PROBLEM DESCRIPTION
Only the pictures stay out; every record is to be quoted exactly.

RAW DATA
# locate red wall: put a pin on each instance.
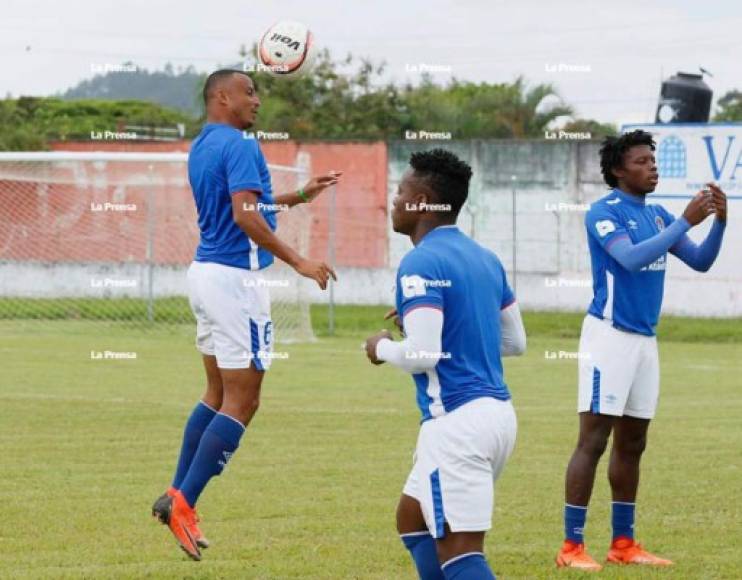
(57, 216)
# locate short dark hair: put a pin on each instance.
(447, 175)
(217, 77)
(613, 149)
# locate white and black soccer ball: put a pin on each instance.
(286, 48)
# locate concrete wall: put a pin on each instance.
(534, 220)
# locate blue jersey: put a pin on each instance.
(221, 163)
(630, 300)
(449, 271)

RESPONSE FOR THIS EXERCISE
# locate red wall: put a pin on each instance.
(57, 216)
# locate short dark hair: put a pin on each instance.
(447, 175)
(217, 77)
(613, 149)
# locate white and black soccer ball: put a pin on each instance.
(286, 48)
# locate concrete wall: put a pin on each instance.
(534, 220)
# locate blue jersey: put a pin on each instance.
(221, 163)
(630, 300)
(449, 271)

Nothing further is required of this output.